→ Exercises:
• A. Summarize the SSCC welcome notice in two sentences.
• B. Reproduce the part of the SSCC welcome notice from "We want to extend" to "uses SSCC resources.".

→ Provided text:

[Start of section]

Welcome, New Members!
We want to extend a warm welcome to all the new members of the Social Science Computing Cooperative, whether you’re a new faculty member, staff member, or graduate student who will use our resources for research, or an undergraduate taking a class that uses SSCC resources.
What is the SSCC?
The SSCC provides servers, software, training, and consulting to support researchers (and future researchers) who do statistical analysis. If you didn’t attend an orientation session, feel free to email the SSCC Help Desk, tell us about yourself, and ask what we can do for you.
What is SSCC News?
SSCC News is one of our main ways of getting information to our members. It comes out about once every two months. Please look over the email when you get it and then read the articles that will affect you.
If you’d rather not receive SSCC News, email helpdesk@ssc.wisc.edu and they can take care of that for you. If you’re no longer interested in SSCC News because you no longer use your SSCC account, they can close it for you.
SSCC Fall Training
SSCC’s fall training is underway, but it’s not too late to learn Stata or R, including reviews of regression in both languages. We also have a lot of workshops that will be of interest to veteran researchers:
- Learn to run jobs on SSCC’s Linux servers, where they’ll have much more computing power and can run for days or weeks if needed
- Use Globus to move data into Silo
- Loops make writing code much, much faster by eliminating repetition. We’ll teach you how to use them in R or Stata.

[End of section]

→ Extracted data:

[Start of section]

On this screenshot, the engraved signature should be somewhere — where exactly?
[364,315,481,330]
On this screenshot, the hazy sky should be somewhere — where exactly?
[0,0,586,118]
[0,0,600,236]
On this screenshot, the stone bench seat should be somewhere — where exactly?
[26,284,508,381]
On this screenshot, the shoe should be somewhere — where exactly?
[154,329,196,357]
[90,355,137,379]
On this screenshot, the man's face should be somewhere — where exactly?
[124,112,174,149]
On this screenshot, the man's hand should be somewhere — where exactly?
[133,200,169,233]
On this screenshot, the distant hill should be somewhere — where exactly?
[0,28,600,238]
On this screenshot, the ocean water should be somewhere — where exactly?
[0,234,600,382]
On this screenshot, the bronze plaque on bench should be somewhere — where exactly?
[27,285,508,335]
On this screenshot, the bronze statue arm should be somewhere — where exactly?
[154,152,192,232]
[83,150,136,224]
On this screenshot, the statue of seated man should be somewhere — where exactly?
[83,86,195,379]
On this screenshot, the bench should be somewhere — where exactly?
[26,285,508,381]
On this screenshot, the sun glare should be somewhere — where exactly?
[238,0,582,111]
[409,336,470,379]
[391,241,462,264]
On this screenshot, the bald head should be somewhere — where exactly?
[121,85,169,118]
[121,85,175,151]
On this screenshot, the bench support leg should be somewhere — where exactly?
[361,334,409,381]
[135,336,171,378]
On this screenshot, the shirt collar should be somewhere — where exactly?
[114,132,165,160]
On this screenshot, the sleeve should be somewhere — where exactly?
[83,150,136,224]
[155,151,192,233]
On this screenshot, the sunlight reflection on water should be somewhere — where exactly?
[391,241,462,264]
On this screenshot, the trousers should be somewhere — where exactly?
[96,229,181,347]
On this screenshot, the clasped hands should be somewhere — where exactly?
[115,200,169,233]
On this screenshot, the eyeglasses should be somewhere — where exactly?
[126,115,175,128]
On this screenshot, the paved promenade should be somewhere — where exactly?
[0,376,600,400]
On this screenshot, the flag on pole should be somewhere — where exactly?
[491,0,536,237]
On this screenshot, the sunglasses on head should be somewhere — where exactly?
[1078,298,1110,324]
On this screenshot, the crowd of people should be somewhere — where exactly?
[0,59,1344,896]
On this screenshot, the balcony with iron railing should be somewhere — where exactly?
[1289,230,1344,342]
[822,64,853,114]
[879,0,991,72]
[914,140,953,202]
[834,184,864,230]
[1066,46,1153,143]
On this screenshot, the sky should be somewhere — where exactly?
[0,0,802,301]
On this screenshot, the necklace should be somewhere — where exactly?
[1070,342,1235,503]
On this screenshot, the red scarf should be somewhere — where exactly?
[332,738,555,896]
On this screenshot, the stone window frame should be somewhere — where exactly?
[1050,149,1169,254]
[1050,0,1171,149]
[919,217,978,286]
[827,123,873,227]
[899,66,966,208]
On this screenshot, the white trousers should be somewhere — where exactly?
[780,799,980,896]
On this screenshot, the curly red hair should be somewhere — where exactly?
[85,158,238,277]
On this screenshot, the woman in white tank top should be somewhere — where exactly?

[End of section]

→ Expected outputs:
• A. The Social Science Computing Cooperative welcomes its new members and explains that it provides servers, software, training, and consulting to support researchers who do statistical analysis. It sends SSCC News about once every two months, and its fall training is underway, covering Stata and R along with workshops on Linux servers, moving data into Silo with Globus, and writing loops.

• B.
We want to extend a warm welcome to all the new members of the Social Science Computing Cooperative, whether you’re a new faculty member, staff member, or graduate student who will use our resources for research, or an undergraduate taking a class that uses SSCC resources.